LISTING:
++++++++++

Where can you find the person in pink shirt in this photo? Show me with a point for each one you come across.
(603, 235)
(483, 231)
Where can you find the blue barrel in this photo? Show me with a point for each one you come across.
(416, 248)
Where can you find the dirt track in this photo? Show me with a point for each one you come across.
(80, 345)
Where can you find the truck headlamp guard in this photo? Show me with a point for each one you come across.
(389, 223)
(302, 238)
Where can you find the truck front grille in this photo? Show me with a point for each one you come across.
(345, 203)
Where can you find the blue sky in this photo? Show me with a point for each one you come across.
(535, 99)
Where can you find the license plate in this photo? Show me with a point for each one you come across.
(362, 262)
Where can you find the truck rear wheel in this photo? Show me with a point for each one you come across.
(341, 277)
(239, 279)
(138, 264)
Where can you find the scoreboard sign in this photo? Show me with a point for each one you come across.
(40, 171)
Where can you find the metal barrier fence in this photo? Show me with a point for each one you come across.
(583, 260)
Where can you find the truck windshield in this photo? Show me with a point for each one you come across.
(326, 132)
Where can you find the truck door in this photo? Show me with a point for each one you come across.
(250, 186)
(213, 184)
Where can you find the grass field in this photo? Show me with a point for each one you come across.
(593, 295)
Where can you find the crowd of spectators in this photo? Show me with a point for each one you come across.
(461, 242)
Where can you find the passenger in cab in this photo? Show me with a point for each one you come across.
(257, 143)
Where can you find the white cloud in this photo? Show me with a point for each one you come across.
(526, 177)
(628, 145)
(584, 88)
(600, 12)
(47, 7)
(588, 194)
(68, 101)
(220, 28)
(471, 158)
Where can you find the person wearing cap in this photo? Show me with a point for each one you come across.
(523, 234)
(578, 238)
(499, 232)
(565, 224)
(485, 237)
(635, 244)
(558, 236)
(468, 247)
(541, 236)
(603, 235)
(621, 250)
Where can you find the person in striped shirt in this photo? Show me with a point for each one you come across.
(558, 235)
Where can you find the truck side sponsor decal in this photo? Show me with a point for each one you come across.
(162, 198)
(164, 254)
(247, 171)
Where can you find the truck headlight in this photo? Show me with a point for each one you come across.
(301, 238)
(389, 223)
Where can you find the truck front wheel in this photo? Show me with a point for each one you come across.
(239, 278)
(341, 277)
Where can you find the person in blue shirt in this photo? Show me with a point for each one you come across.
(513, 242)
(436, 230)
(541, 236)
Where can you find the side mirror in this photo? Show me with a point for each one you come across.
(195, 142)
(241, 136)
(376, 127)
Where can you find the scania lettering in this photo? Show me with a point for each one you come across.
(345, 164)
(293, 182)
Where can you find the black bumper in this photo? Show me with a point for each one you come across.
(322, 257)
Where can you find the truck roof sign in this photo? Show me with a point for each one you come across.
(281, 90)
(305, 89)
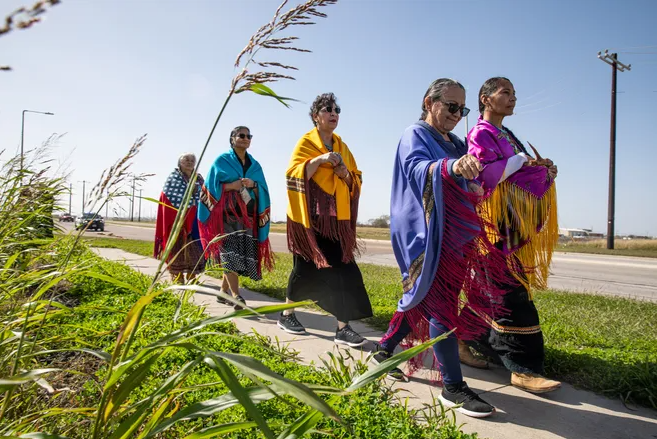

++++++++++

SET EXERCISE:
Add 51 to every coordinate in the answers and write out the lines again, requests included, from the line with "Where can you find the scania" up to and including the last line. Leave the pictures out of your answer.

EXERCISE ANSWER:
Where can you find the scania lettering in this photo? Show me with a point for each one you come across.
(396, 215)
(344, 233)
Where can you find the black bumper in this photo? Show me with a point for each one you come across.
(373, 308)
Where can you find the truck roof sign in this photo? Show me with a point for each one you come across.
(332, 141)
(356, 140)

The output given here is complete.